**Bounding box annotation entries**.
....

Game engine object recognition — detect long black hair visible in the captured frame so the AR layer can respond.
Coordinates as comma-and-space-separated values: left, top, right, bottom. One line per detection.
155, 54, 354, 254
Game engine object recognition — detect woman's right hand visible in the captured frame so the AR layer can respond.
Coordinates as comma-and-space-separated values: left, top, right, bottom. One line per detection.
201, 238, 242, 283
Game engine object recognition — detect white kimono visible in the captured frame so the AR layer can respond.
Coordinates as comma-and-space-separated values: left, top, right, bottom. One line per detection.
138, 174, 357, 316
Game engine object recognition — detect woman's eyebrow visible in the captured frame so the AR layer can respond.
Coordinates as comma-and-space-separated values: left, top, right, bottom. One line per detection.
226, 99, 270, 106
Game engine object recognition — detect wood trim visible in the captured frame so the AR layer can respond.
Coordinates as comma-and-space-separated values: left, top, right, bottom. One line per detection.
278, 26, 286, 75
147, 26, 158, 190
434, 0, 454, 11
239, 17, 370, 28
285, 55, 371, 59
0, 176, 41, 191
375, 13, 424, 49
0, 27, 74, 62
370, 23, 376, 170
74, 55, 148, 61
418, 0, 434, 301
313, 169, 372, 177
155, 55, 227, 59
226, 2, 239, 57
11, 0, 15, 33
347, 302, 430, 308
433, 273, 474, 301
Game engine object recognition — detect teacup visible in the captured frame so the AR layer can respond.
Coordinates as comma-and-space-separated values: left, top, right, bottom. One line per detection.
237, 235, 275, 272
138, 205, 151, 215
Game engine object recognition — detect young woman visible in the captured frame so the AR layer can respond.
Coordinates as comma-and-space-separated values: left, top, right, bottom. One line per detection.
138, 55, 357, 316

....

**REQUIREMENT**.
Duplicate every record above verbatim, keeping each line in its original order.

**TASK SOLUTION**.
Game engine object recognition — detect long black hair visible in the captured frame so the AR layer can respond.
Coordinates as comma-and-space-separated values: left, top, right, bottom. One line per detection.
155, 54, 354, 254
Game engine object recognition — detect woman's right hand visible in the captured frame so the AR layer can respond.
Coordinates as comma-and-space-separated values: left, top, right, bottom. One line per detection.
201, 238, 242, 283
Game engine object recognition — detect white kimono visible in the captured frame so the AR layer can respond.
Coordinates as comma-and-space-separated values: left, top, right, bottom. One line per detection.
138, 174, 357, 316
Game engine object recognition — detect woman's eyebrow visible in the captured frame so the AR layer can respond.
Coordinates as comma-and-space-separated values: left, top, right, bottom. One line per detection.
226, 99, 270, 106
Game engine object recognition — detect wood trim visible in the captured frame so the AR layer can respond.
Coordinates as comma-and-space-separated values: left, top, right, bottom. One line per detection.
278, 26, 286, 75
147, 26, 158, 190
434, 0, 454, 11
239, 17, 370, 28
285, 55, 371, 59
0, 176, 41, 191
375, 13, 424, 49
0, 27, 74, 62
370, 23, 376, 170
74, 55, 148, 61
418, 0, 434, 301
313, 169, 372, 177
155, 55, 227, 59
226, 2, 239, 57
11, 0, 15, 33
347, 302, 430, 308
433, 273, 474, 301
Game engine object recognition — detect teacup visible in the captured frame so the AR layer can respond.
Coordinates as comma-and-space-separated values: left, top, right, bottom. One line per detection.
237, 235, 275, 272
138, 205, 151, 215
Game engine object recognition — detect young woman visible in the captured frame so the AR layer can respond.
Coordinates as comma-and-space-separated values: left, top, right, bottom. One line per detection.
138, 55, 357, 316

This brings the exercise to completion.